▶ Zitierter Abschnitt:
::::::::::

Großer Preis von Europa 2003
- Die Geschichte wiederholt sich -
1956, ich war zum ersten Mal am Nürburgring, wurde ich aus dem Fahrerlager
„hinausgeworfen“, weil ich kein Ticket hatte und mich praktisch ins Fahrerlager geschlichen hatte. Alles hat sich 2003 wiederholt – diesmal wurde ich aus dem piekfeinen Paddock-Club
„entfernt“.
Zur Geschichte sei noch erwähnt, dass ich von einem guten Bekannten ein
„gebrauchtes“ Ticket bekommen hatte, mit dem ich den Paddock-Club besuchen durfte. Aber ich erschien dort in meiner „Fan-Kleidung“, die außerhalb des Paddock-Clubs halt die richtige
Kleidung ist. Nur im Paddock-Club erscheint man „piekfein“ und diesen Ansprüchen konnte ich halt nicht genügen. Kleider machen Leute und so fiel ich nach etwa 10 Minuten auf und wurde über die
Herkunft meines Tickets gefragt. Irgendwie muss ich da wohl doch falsche Auskünfte erteilt haben, so dass man mich ertappte und ich den Paddock-Club verlassen musste.

::::::::::

▶ Die Aufgaben:
1. Schreib aus dem Text zum Großen Preis von Europa 2003 den Teil ab, der mit den Worten „Zur Geschichte sei“ beginnt und mit „Paddock-Club verlassen musste.“ schließt. Übernimm ihn dabei unverändert.
2. Wie könnte der Text zum Großen Preis von Europa 2003 weitergehen? Führe ihn im Anschluss an seinen letzten Satz fort.

::::::::::

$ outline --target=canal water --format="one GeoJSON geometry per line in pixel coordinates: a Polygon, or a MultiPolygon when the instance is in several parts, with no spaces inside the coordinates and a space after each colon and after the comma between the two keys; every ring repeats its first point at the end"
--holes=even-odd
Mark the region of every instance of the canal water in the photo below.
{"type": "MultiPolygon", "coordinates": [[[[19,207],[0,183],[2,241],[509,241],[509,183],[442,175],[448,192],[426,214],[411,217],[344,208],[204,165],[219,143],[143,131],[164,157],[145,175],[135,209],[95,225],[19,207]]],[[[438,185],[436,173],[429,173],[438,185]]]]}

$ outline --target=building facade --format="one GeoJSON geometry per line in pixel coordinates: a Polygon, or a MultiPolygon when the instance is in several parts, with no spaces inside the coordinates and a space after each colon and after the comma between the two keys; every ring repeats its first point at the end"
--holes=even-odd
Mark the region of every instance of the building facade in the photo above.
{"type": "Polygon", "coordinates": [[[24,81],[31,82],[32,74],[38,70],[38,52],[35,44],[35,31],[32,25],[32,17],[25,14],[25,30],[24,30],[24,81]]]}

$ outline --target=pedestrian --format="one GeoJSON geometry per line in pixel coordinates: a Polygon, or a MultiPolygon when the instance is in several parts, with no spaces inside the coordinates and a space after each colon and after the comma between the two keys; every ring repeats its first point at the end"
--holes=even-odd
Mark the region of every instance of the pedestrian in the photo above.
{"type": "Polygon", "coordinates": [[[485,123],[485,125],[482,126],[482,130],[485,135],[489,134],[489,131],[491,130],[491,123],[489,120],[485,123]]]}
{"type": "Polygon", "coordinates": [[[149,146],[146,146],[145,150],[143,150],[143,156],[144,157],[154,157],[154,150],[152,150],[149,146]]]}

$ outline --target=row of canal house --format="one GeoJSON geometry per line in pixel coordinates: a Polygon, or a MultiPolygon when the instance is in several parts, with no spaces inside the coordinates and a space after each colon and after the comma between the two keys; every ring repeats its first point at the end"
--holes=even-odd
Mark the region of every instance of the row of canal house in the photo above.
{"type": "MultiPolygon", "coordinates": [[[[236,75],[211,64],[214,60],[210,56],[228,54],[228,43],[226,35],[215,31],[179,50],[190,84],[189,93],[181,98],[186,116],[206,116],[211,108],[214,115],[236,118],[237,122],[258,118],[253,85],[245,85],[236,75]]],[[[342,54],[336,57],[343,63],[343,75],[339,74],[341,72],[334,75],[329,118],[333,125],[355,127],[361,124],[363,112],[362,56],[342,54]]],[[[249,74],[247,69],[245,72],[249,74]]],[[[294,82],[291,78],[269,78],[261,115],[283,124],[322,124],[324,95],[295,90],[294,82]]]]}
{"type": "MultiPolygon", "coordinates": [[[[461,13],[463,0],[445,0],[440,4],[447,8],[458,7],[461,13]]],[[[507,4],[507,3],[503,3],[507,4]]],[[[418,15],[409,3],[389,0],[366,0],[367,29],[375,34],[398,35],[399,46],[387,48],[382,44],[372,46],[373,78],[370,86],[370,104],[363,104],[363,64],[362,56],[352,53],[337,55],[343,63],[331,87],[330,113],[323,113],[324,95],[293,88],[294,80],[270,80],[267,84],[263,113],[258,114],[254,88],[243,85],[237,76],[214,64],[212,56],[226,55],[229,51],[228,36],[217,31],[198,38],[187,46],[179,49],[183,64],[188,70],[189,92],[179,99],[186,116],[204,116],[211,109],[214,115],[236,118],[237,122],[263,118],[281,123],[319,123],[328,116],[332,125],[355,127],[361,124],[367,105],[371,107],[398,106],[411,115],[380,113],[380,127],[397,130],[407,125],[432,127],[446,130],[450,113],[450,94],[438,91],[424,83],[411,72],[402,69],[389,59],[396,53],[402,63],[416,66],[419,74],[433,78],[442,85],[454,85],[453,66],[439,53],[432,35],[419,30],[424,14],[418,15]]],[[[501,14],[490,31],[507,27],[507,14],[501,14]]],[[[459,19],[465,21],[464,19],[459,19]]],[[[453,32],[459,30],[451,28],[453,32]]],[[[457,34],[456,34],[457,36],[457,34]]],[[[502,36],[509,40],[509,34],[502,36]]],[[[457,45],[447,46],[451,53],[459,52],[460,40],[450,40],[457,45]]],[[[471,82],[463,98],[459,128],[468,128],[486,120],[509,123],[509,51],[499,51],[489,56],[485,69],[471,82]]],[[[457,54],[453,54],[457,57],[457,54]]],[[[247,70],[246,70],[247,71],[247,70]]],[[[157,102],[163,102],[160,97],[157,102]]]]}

::::::::::

▶ Ausgaben in Reihenfolge:
1.
Zur Geschichte sei noch erwähnt, dass ich von einem guten Bekannten ein
„gebrauchtes“ Ticket bekommen hatte, mit dem ich den Paddock-Club besuchen durfte. Aber ich erschien dort in meiner „Fan-Kleidung“, die außerhalb des Paddock-Clubs halt die richtige
Kleidung ist. Nur im Paddock-Club erscheint man „piekfein“ und diesen Ansprüchen konnte ich halt nicht genügen. Kleider machen Leute und so fiel ich nach etwa 10 Minuten auf und wurde über die
Herkunft meines Tickets gefragt. Irgendwie muss ich da wohl doch falsche Auskünfte erteilt haben, so dass man mich ertappte und ich den Paddock-Club verlassen musste.

2.
Aber ich habe mal gesehen, wie man dort oben oberhalb der Boxengasse Grand Prix-Rennen erlebt.
Sicher bekommt man von dem Rennen wenig mit. Dafür gibt es einen großen Bildschirm, eine Champagnerbar und sonstige Köstlichkeiten zu essen.
Übrigens mein Bekannter, der die Paddock-Club-Karte legal erworben hatte, zog es ebenfalls vor,
draußen eine normale „Nürburgring-Bratwurst“ zu essen.
Training bei unterschiedlichen Wetterverhältnissen 4 Wochen hatten wir nur
allerbestes Wetter gehabt, allenfalls mal ein Gewitter. So sollte gemäß Wettervorhersage eigentlich auch der Große Preis von Europa stattfinden. Es kam aber alles anders, zumindestens im Training am
Freitag.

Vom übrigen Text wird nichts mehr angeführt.